> [Short problem]
Format the items from the line with "# test: pointer returns one pin per instance of the large" through the end of the items as a Markdown table, skipping blank lines. Use a column "No." for the row number and a column "Line" for the line itself.

# # # # #

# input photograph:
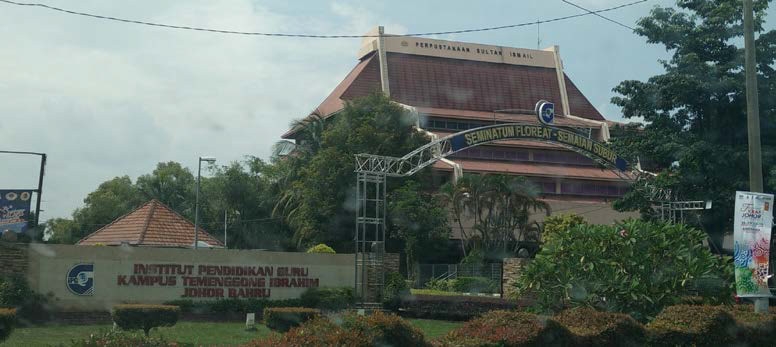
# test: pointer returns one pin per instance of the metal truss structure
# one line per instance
(372, 171)
(370, 238)
(671, 208)
(440, 148)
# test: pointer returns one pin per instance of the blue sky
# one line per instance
(107, 99)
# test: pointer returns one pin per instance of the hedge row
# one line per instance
(284, 318)
(145, 317)
(378, 329)
(7, 322)
(454, 307)
(509, 328)
(595, 328)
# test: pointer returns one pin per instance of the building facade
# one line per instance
(455, 86)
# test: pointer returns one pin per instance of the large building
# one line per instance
(454, 86)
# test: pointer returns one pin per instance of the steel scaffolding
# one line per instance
(370, 237)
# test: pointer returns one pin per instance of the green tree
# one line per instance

# # # # #

> [Exercise output]
| No. | Line |
|---|---|
| 1 | # test: pointer returns one pin per instance of the large building |
| 2 | # one line per instance |
| 3 | (454, 86) |
| 4 | # test: pointer returns one pin per instance of the steel scaffolding |
| 5 | # one line per instance |
| 6 | (370, 237) |
| 7 | # test: pointer returns one pin per instance of the green tree |
| 8 | # one line per instance |